• What you will do
Rewrite each of the entries below, replacing "biggest" with "largest" wherever it occurs and changing nothing else.

• Extracted information
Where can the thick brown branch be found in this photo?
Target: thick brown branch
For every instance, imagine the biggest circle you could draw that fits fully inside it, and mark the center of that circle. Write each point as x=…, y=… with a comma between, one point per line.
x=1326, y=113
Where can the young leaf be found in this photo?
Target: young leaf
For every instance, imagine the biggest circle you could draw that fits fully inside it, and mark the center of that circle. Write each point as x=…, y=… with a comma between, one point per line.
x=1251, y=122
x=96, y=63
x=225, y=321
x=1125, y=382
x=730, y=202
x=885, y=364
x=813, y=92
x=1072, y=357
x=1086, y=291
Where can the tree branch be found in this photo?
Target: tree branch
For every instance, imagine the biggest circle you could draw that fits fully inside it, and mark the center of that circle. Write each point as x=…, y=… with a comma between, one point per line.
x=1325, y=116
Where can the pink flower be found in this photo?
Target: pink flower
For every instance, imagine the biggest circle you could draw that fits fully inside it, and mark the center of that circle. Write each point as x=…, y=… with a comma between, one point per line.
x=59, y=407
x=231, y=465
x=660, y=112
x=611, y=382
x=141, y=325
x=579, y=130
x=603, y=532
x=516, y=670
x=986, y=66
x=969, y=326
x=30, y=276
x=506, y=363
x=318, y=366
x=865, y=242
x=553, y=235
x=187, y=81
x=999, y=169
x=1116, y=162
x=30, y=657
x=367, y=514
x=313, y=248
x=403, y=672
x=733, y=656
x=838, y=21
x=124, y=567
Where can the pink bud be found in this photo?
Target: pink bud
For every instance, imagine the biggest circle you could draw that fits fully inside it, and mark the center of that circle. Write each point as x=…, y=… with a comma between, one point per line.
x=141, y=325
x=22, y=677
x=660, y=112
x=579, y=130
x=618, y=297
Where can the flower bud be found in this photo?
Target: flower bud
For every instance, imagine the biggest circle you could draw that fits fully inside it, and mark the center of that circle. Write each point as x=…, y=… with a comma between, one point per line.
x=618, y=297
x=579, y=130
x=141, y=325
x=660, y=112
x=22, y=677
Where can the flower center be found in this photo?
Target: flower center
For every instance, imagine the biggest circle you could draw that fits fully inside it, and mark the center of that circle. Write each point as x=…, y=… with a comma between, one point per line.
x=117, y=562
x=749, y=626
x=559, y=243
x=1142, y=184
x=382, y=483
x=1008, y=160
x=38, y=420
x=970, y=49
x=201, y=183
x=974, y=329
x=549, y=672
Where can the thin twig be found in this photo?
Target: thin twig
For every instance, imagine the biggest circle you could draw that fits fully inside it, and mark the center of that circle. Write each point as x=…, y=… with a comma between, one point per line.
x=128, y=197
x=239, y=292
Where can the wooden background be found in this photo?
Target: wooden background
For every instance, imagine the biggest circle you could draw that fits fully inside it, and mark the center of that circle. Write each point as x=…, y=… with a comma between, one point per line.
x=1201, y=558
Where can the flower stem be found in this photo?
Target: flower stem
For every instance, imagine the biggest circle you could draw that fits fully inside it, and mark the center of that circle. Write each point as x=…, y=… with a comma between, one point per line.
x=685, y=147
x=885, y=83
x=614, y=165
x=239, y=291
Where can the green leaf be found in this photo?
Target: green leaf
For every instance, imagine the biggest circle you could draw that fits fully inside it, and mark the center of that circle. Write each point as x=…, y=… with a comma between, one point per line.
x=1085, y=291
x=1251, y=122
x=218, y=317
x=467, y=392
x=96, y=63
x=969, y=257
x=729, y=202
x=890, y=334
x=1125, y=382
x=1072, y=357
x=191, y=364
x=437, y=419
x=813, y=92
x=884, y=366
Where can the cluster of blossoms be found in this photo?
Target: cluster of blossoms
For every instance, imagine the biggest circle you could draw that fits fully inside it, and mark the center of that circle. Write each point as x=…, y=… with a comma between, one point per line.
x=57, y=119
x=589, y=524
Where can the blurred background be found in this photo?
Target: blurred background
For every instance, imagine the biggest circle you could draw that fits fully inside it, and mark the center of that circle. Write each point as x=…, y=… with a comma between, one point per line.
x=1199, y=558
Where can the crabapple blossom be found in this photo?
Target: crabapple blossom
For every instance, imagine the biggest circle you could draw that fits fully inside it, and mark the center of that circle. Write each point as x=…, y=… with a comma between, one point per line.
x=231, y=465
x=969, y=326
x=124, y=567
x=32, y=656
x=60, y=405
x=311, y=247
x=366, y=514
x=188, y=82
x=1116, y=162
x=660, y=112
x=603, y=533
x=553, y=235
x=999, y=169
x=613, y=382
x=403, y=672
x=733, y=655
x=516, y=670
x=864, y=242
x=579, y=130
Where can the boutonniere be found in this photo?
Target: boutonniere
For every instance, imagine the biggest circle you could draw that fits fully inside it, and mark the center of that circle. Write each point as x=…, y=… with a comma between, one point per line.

• Response
Where can the thick brown branch be found in this photo?
Target: thick brown branch
For every instance, imagine the largest circle you could draw that fits fully inside it, and mark the center of that circle. Write each point as x=…, y=… with a comma between, one point per line.
x=1326, y=113
Where can the young leaf be found in this photo?
Target: young leaf
For every instance, imagine the largest circle you could draw that fits fully inside it, and mark the center of that circle. Write each point as x=…, y=… with a comma between, one point per line.
x=1251, y=122
x=96, y=63
x=225, y=321
x=1125, y=382
x=730, y=202
x=885, y=364
x=813, y=92
x=1072, y=357
x=1086, y=291
Where can the tree branch be found in this photo?
Target: tree branch
For every instance, imagine the largest circle you could draw that fits fully inside it, and mark the center of that circle. Write each point as x=…, y=… with a comma between, one point per line.
x=1325, y=116
Where can the pink flower be found in this photo?
Target: pink flower
For every instance, imagine the largest circle you could draw that fits fully inside it, and mark the center of that circle. Write each point as x=…, y=… with a comma between, one point per line.
x=59, y=407
x=231, y=465
x=660, y=112
x=611, y=382
x=141, y=325
x=579, y=130
x=603, y=532
x=516, y=670
x=986, y=66
x=969, y=326
x=30, y=276
x=506, y=363
x=318, y=366
x=865, y=242
x=553, y=235
x=187, y=81
x=999, y=169
x=1116, y=162
x=30, y=657
x=367, y=514
x=313, y=248
x=403, y=672
x=733, y=656
x=838, y=21
x=124, y=567
Where can the pink bud be found in this photo?
Target: pink bud
For every instance, imagine the largest circle you could draw that fits fully inside it, and mark the center of that circle. Write each point as x=…, y=… with a comma between, one point per line.
x=141, y=325
x=22, y=677
x=660, y=112
x=579, y=130
x=618, y=297
Where can the flower bud be found in this photo?
Target: flower bud
For every instance, imagine the largest circle you could draw that fits fully inside it, and mark the center of that circle. Write each point as x=…, y=… with a comma between, one point per line.
x=618, y=297
x=579, y=130
x=141, y=325
x=660, y=112
x=22, y=677
Where can the flower center be found in this photo?
Target: flower center
For every instance, imagine the largest circle you could draw that fits fully inside it, and mark the center of that circle. Write each point as x=…, y=… with a comma between, one point per line.
x=117, y=562
x=749, y=626
x=559, y=243
x=1142, y=184
x=382, y=483
x=1008, y=160
x=38, y=420
x=970, y=49
x=201, y=183
x=974, y=329
x=549, y=672
Where can the thin twig be found in this photo?
Target: thin twig
For every instance, imagine the largest circle you could draw that fits fully inside it, and mark the center of that circle. Write each point as x=…, y=… with a comma between, one point per line.
x=128, y=197
x=239, y=292
Where can the wooden background be found in this photo?
Target: wooden background
For every instance, imagine the largest circle you could draw that fits fully inside it, and mark the center of that circle. Write each point as x=…, y=… with a comma between, one point per line.
x=1201, y=558
Where can the flower stem be found in this photo?
Target: flower stem
For every instance, imagine the largest circle you could draw that fits fully inside it, and mark the center of that circle. Write each point as x=…, y=… with a comma between, one point per line.
x=685, y=147
x=885, y=83
x=614, y=165
x=239, y=291
Where can the green leaf be found in this photo?
Target: green leaf
For every instance, imagine the largest circle you could draw that fits fully inside it, and mark the center of that circle. Write each point as x=…, y=… with a comma between, one point per line.
x=1085, y=291
x=1251, y=122
x=218, y=317
x=467, y=392
x=96, y=63
x=969, y=257
x=729, y=202
x=890, y=334
x=1125, y=382
x=1072, y=357
x=191, y=364
x=437, y=419
x=813, y=92
x=884, y=366
Where can the cluster of blossoms be found in this photo?
Target: cluster of blossoms
For every instance, imagine the largest circle you could draw that fits fully inside it, and mark the center of that circle. Write each point as x=…, y=… with a comma between, one point per line.
x=57, y=119
x=589, y=524
Where can the blurred background be found in this photo?
Target: blurred background
For every instance, imagine the largest circle you could draw that fits fully inside it, and mark the center of that circle. Write each point as x=…, y=… with a comma between, one point per line.
x=1199, y=558
Where can the crabapple blossom be found in this photo?
Target: crabapple blossom
For every instance, imagine the largest circle you could draw that fits fully inside it, and mark the center of that circle. Write each point as x=…, y=… with a comma between, one point per line.
x=231, y=465
x=969, y=326
x=124, y=567
x=32, y=656
x=60, y=405
x=311, y=247
x=366, y=514
x=188, y=82
x=1116, y=162
x=660, y=112
x=603, y=533
x=553, y=235
x=999, y=169
x=613, y=382
x=403, y=672
x=733, y=655
x=516, y=670
x=864, y=242
x=579, y=130
Where can the boutonniere be found in this photo?
Target: boutonniere
For every instance, imagine the largest circle you could draw that fits fully inside it, and mark the center of that circle. Write each point as x=…, y=… with a comma between, one point per line.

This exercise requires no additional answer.